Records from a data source
++++++++++++++++++++

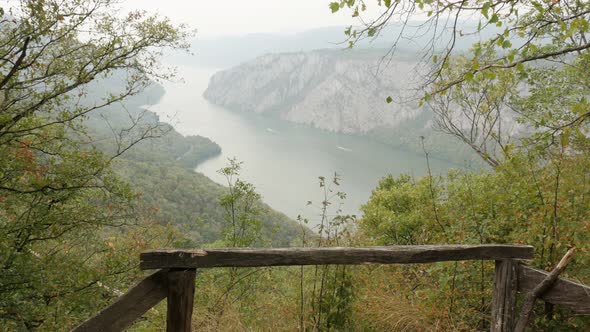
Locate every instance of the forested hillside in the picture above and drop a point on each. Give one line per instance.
(89, 178)
(341, 91)
(161, 170)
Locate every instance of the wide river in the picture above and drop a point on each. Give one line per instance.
(281, 159)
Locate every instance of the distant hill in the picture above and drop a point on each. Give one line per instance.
(225, 52)
(162, 170)
(339, 91)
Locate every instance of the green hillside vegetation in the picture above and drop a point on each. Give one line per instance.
(161, 170)
(88, 181)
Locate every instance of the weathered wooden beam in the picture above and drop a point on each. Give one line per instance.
(564, 292)
(540, 289)
(130, 306)
(504, 296)
(173, 258)
(181, 290)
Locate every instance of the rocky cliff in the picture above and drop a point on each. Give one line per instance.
(342, 91)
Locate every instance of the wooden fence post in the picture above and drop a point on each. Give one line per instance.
(181, 290)
(504, 296)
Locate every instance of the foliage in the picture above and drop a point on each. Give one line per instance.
(68, 224)
(521, 202)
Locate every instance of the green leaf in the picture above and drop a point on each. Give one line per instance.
(334, 6)
(494, 18)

++++++++++++++++++++

• **WHAT IS EXPECTED**
What you output must match the data exactly, apart from the pictures, which are left out.

• **YOUR SOLUTION**
Locate every instance of the forested hillside in the picture above and drop a point on each. Give one line per instance.
(89, 178)
(341, 91)
(161, 170)
Locate every instance of the wide river in the picture above and drop a point on each. Give one line per instance.
(281, 159)
Locate every instance of the distant hill in the picture above and drop a point on each. Give one line per instance.
(225, 52)
(162, 170)
(339, 91)
Locate every instance of the green hillside vegetation in the picture above and drop a point on each. Give one line per instance.
(161, 170)
(88, 181)
Locate every instance of the weathered wooden beam in the picture above and drop a point on each. Give one line per instance.
(564, 292)
(540, 289)
(130, 306)
(504, 296)
(173, 258)
(181, 290)
Locate every instance of the rocky cliff in the picture above and drop a point on each. Give one line per instance.
(342, 91)
Locate every instance of the wooden fence post in the picture above and drop a point on each. Give one line per instance.
(181, 290)
(504, 296)
Locate every instance of the foliage in the picture above and drop a point on each. Give one line per instance.
(68, 224)
(521, 202)
Locate every instance of the green leaf in the picture above and drop a point on each. Give one line per instance.
(334, 6)
(494, 18)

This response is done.